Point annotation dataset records
□ □ □ □ □

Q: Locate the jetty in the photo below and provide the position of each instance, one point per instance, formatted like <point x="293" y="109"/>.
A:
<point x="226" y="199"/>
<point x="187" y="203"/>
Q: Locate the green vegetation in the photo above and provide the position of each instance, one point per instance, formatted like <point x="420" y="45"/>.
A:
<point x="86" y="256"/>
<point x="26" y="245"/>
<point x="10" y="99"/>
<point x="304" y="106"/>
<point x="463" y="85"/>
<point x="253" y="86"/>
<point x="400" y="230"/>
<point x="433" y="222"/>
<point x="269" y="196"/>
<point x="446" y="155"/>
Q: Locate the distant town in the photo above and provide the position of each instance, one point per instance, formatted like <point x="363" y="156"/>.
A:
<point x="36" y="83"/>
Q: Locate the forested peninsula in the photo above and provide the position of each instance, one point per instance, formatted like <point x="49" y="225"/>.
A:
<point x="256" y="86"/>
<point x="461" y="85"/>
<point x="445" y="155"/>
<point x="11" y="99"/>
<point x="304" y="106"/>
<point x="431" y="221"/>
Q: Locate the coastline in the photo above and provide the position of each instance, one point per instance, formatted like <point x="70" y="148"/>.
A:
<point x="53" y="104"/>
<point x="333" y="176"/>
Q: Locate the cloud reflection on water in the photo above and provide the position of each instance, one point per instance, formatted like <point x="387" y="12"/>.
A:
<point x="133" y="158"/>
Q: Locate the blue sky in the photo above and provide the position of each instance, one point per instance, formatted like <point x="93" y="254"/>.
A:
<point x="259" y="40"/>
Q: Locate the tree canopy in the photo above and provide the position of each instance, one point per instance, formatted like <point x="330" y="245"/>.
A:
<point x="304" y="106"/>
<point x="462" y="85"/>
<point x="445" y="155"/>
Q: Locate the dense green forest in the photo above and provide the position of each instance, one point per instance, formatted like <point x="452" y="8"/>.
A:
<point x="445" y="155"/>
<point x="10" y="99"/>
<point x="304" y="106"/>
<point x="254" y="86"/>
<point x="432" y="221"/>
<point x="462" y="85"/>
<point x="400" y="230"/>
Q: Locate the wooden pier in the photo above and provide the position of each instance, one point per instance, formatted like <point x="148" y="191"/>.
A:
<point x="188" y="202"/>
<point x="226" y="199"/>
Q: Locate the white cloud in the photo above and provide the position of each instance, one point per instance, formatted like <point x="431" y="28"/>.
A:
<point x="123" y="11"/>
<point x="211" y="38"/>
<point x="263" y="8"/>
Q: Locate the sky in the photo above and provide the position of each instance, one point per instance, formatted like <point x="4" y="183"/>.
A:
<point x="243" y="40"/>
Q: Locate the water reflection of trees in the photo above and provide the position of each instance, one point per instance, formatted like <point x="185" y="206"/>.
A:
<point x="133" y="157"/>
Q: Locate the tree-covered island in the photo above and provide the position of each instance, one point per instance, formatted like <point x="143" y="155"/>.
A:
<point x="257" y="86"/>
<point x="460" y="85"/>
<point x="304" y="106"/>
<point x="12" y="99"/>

□ □ □ □ □

Problem to work on
From the line holding "Q: Locate the tree canopy" to the last line of the records, quote each line exactly and add nothing.

Solution to this exercise
Q: Locate the tree canopy in the photo above and provide the position of each instance, one point per instance, formatted like <point x="330" y="245"/>.
A:
<point x="304" y="106"/>
<point x="462" y="85"/>
<point x="445" y="155"/>
Q: Locate the dense green forest in the photo above and provide the position of each instance, one point per instance, formatted like <point x="452" y="8"/>.
A:
<point x="445" y="155"/>
<point x="10" y="99"/>
<point x="304" y="106"/>
<point x="254" y="86"/>
<point x="432" y="221"/>
<point x="462" y="85"/>
<point x="400" y="230"/>
Q: Locate the wooden pier in the photo above and provide the position of each instance, one point per instance, formatted like <point x="148" y="191"/>.
A:
<point x="188" y="202"/>
<point x="226" y="199"/>
Q: Locate the white cloud in the photo above and provide the position of each instance, one point per instance, formatted like <point x="431" y="28"/>.
A:
<point x="123" y="11"/>
<point x="211" y="38"/>
<point x="263" y="8"/>
Q: Locate the sky in the photo above and provide the position of each instance, one point per instance, formatted like <point x="4" y="183"/>.
A:
<point x="243" y="40"/>
Q: Locate the water reflection of trees in the photo above and provide the position of each instance, one point per instance, formatted like <point x="185" y="206"/>.
A:
<point x="133" y="157"/>
Q: Locate the tree-covered island in the photo above and provide the position of each instance, one point per instance, formatted like <point x="143" y="155"/>.
A:
<point x="257" y="86"/>
<point x="460" y="85"/>
<point x="304" y="106"/>
<point x="12" y="99"/>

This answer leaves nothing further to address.